## Page extract
“We got another big shipment coming in!” the scruffy voice of a port authority officer barked over the noise of the coastal harbor. Orders being barked, the deafening sound of flies, bellowing boat horns and engines… the commotion was nonstop. Such was the life of enforcement and customs personnel whose purpose was to protect threatened animals in both legal and illegal trades. Horns, scales, jaws, fins – the list of what to look out for and identify was seemingly endless!
More than two decades after the adoption of the International Plan of Action for Conservation and Management of Sharks (IPOA-SHARKS) in 1999, the globalized market for shark products is largely unknown. One thing, however, that always stands out is the shark fins. Depending on what species they come from, they can come with one heck of a price tag. And while many countries and Regional Fisheries Management Organizations have banned finning (the practice of removing a shark’s fins and discarding its carcass at sea) since 2004, shark products can still be sold… both legally and illegally.
Legally, the fins and trunks are separated upon landing of the whole animal. Due to this, there is an ongoing need to identify these shark products along the supply chain, especially if they are a listed in the appendices of the Convention on International Trade in Endangered Species of Wild Fauna and Flora (CITES). The identification of fins in fisheries landings before they enter international trade is a major limitation for CITES compliance. And while it seems like it has a simple solution – “Just identify the dang thing!” as one anonymous commentator on Twitter joked – shark fin species identification is complex, especially in a global context.

## What the task requires
Translate this sentence from the shark fin passage into Spanish: "Legally, the fins and trunks are separated upon landing of the whole animal." The records have nothing to do with the shark fin passage.

## Data provided
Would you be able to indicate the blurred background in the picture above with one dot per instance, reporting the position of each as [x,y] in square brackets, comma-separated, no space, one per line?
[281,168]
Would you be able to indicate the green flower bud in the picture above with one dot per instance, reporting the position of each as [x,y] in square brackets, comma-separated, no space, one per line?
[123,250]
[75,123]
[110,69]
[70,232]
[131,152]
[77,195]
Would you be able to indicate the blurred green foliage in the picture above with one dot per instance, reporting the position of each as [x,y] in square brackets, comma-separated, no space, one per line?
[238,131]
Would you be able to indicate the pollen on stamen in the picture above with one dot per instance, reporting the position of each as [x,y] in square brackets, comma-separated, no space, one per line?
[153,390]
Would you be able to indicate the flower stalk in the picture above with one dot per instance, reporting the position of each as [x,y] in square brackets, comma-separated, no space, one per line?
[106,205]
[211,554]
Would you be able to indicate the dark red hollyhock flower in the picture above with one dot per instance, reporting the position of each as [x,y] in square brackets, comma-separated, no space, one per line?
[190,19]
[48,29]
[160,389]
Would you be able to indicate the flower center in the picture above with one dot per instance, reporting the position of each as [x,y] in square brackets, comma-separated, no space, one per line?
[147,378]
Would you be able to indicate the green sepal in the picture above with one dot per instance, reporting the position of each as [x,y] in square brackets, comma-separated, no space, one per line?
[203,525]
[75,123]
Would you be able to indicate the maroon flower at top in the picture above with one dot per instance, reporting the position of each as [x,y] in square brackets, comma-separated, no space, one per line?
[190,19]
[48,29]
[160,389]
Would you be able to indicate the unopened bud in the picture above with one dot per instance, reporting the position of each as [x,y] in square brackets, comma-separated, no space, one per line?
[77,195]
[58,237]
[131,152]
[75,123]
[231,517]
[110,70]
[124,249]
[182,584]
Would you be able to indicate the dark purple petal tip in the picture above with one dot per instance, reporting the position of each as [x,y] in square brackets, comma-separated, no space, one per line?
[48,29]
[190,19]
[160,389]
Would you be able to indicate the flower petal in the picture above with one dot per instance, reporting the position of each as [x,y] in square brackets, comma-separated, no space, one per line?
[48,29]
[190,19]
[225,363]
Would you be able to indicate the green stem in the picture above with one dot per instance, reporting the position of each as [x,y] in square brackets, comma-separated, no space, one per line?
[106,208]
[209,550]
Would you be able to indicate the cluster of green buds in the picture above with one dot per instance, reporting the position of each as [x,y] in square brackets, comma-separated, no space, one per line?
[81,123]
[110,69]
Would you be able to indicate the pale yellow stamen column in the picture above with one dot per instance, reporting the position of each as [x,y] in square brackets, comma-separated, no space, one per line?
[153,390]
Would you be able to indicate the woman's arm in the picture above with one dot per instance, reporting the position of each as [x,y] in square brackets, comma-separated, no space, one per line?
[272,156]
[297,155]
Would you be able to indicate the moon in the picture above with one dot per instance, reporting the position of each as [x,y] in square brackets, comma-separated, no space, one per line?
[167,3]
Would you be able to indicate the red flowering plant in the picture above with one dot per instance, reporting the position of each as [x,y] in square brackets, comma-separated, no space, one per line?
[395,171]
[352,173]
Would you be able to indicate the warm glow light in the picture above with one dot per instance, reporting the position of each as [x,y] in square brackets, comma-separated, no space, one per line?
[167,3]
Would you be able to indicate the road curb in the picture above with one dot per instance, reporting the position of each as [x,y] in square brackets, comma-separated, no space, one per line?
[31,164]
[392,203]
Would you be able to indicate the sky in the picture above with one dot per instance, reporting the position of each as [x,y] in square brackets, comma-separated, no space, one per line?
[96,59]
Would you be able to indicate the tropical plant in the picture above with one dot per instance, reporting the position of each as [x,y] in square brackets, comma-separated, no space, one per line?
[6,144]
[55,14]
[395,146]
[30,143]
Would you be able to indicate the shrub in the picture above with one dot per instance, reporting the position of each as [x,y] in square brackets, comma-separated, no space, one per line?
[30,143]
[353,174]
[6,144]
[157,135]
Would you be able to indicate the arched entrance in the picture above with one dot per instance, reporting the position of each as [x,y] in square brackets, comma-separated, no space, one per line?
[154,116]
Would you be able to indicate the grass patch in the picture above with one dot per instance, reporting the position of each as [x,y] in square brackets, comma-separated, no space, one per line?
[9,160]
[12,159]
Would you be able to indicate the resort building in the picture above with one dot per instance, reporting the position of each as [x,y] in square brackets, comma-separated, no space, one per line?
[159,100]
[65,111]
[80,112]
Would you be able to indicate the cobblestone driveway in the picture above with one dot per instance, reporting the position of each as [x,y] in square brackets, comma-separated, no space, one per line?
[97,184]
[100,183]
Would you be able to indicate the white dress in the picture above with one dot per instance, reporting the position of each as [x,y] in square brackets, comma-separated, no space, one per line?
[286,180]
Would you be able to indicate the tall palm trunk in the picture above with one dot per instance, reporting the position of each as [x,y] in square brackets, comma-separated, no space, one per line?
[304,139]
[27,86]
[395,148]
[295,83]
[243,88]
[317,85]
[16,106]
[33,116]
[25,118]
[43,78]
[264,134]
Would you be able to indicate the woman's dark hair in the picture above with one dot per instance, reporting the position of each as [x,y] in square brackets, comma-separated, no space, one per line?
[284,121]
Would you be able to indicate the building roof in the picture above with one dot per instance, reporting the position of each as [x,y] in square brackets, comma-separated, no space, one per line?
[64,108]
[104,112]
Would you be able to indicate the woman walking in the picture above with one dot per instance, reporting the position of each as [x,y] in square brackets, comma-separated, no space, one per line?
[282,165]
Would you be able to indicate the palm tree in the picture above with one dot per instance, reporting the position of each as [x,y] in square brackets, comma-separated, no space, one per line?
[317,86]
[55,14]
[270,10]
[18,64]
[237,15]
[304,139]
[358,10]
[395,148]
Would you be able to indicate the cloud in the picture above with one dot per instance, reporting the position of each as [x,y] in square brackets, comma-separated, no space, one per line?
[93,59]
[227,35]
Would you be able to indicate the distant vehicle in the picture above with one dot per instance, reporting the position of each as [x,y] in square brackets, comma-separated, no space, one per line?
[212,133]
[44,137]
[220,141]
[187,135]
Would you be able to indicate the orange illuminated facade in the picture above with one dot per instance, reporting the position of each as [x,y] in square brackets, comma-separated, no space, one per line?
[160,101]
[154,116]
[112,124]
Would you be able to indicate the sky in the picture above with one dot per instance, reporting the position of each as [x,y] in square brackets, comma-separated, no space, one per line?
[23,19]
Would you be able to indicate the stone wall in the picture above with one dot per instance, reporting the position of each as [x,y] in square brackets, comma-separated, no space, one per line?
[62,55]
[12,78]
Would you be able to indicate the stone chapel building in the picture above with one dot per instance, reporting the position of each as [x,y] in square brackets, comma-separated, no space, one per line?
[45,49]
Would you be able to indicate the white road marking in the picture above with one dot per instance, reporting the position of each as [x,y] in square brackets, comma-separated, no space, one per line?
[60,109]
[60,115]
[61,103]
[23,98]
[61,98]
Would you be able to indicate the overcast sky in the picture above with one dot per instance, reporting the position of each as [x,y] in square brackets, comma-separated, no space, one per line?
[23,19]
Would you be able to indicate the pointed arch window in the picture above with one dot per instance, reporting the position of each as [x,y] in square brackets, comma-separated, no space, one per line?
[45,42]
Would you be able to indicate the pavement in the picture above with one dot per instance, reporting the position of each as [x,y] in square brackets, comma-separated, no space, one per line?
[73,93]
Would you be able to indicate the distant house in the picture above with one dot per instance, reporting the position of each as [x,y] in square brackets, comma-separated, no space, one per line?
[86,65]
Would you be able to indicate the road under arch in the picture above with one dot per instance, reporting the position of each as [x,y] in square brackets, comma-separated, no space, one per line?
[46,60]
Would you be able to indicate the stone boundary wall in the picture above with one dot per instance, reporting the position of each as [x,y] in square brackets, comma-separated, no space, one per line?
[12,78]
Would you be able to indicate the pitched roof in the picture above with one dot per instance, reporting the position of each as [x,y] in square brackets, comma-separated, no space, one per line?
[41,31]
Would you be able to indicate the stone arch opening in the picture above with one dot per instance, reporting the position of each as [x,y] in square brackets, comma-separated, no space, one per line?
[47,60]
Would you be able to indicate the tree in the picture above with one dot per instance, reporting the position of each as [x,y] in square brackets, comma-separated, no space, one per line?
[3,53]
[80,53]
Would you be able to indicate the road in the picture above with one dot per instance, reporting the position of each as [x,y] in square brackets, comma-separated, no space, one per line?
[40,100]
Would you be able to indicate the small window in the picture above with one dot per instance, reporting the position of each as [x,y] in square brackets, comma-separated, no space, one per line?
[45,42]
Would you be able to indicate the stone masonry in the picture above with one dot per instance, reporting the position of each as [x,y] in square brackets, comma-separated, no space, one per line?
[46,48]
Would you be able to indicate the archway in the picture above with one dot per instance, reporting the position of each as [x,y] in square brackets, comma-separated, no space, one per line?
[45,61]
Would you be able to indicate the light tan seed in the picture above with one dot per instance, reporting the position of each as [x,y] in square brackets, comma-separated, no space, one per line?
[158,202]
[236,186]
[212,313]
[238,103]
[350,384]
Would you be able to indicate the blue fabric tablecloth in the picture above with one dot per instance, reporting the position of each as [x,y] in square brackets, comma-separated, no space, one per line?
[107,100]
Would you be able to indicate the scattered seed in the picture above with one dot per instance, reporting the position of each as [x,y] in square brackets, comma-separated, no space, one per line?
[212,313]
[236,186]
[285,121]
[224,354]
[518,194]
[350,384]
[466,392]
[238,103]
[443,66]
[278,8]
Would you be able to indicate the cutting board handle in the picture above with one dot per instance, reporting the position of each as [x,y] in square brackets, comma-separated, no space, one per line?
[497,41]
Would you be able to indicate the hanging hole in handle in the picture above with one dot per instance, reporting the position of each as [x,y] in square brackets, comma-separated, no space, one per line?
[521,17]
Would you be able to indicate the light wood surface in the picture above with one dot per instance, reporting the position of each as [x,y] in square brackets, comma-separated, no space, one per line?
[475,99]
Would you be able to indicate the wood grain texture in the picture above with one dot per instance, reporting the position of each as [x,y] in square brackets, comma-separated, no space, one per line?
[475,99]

## Output for this exercise
Legalmente, las aletas y los troncos se separan al desembarcar el animal entero.